__Problem__:
Rewrite the material between the line holding "Is there any white program" and the line holding "143 614 259 677", inclusive, shifting every bounding box coordinate in the answers by -53. Keep the requests and their format samples unchanged.

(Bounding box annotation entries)
━━━━

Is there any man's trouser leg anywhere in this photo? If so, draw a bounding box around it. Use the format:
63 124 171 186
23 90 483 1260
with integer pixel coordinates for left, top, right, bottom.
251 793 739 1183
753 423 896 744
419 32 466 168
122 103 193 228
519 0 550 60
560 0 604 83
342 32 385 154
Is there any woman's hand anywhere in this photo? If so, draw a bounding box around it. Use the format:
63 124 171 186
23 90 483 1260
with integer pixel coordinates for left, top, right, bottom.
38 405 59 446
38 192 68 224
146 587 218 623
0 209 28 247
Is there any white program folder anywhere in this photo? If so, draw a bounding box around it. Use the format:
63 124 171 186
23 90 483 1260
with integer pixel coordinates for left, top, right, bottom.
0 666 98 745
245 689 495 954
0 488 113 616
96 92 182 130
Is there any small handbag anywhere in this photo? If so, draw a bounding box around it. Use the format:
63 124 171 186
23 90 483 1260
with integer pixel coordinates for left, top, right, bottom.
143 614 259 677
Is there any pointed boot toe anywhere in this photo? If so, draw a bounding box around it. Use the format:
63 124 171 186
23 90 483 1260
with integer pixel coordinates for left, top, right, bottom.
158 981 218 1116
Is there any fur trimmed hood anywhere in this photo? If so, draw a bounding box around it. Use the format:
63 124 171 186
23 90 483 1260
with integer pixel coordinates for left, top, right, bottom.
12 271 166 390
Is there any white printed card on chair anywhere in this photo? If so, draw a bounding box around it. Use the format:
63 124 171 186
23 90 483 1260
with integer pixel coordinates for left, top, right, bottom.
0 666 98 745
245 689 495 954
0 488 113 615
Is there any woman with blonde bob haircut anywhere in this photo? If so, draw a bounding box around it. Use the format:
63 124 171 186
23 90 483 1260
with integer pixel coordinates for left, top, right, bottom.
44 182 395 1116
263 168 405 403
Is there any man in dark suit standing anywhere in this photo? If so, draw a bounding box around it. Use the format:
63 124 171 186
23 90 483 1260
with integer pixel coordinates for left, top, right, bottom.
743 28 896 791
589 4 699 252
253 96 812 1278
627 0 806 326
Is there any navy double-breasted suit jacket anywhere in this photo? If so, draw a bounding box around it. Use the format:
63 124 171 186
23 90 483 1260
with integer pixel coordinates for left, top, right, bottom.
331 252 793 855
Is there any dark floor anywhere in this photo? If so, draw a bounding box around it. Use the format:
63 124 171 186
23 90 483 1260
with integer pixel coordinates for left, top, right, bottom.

━━━━

__Answer to this task__:
Is there any white program folder anywhere in this photo? If so, draw a bounding box around it. Use the format:
63 124 171 186
23 90 483 1260
with integer pixel coordinates for left, top, right, bottom.
-53 613 45 692
192 636 442 901
-53 435 60 563
43 39 129 77
Is there any small handbag anywhere in this photo? If so, draw a bounding box around it. Use the format:
63 124 171 186
23 90 483 1260
with integer pixel coordinates for left, top, right, bottom.
90 561 206 624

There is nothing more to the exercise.